● **Exercise**
Extract, from the records beneath this instruction, each line that contains the word "warehouse".

● **Source material**
◆ ◆ ◆ ◆ ◆
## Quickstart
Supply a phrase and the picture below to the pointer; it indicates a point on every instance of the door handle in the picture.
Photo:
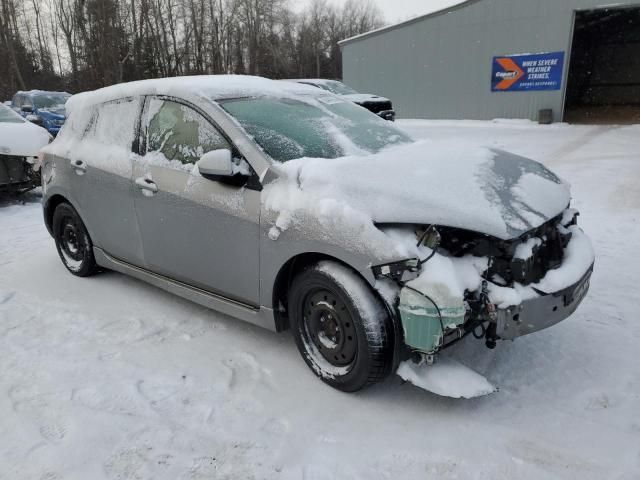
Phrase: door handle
(79, 167)
(147, 186)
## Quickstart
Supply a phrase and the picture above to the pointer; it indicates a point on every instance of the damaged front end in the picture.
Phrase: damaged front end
(474, 284)
(18, 174)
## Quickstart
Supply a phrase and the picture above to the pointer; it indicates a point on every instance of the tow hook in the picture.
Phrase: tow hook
(491, 335)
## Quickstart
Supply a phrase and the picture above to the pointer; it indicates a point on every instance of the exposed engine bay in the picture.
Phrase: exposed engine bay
(435, 316)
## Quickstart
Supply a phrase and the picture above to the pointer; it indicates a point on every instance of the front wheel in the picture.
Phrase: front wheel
(73, 242)
(340, 326)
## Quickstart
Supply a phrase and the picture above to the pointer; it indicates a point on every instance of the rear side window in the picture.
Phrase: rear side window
(179, 133)
(114, 123)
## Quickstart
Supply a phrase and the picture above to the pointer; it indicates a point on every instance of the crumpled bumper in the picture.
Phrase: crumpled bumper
(542, 312)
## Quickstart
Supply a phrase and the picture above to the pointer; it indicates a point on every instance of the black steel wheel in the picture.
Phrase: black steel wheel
(73, 242)
(340, 326)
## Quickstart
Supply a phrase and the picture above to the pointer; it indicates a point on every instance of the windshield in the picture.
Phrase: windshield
(50, 100)
(9, 116)
(336, 87)
(317, 127)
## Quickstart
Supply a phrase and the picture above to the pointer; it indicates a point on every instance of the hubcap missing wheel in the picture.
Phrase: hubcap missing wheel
(329, 326)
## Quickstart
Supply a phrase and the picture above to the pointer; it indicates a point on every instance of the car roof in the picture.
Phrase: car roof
(35, 93)
(214, 87)
(12, 112)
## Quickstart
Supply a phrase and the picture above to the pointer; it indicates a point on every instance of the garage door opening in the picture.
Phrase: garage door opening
(604, 73)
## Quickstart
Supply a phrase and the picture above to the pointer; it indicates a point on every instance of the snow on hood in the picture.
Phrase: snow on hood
(364, 97)
(22, 139)
(479, 189)
(54, 111)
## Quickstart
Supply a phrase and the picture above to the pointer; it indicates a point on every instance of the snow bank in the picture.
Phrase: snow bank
(447, 378)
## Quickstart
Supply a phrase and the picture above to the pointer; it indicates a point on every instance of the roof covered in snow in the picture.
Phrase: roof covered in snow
(209, 86)
(452, 6)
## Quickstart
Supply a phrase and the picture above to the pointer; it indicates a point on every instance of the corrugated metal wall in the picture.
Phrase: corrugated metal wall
(440, 66)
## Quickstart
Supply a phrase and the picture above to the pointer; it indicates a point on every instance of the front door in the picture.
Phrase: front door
(101, 171)
(198, 231)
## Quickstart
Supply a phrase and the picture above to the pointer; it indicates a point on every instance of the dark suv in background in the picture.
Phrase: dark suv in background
(42, 108)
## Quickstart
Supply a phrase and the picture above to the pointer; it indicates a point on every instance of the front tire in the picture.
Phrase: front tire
(340, 326)
(73, 241)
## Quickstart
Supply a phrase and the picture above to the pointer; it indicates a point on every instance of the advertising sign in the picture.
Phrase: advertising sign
(527, 72)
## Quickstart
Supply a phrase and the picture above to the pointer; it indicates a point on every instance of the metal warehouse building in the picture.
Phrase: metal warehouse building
◆ ◆ ◆ ◆ ◆
● **Result of this task**
Supply a phrase and the picture above to the pointer; it indicates a point on every instance of the metal warehouse building in the picture.
Phrase: metal warehouse building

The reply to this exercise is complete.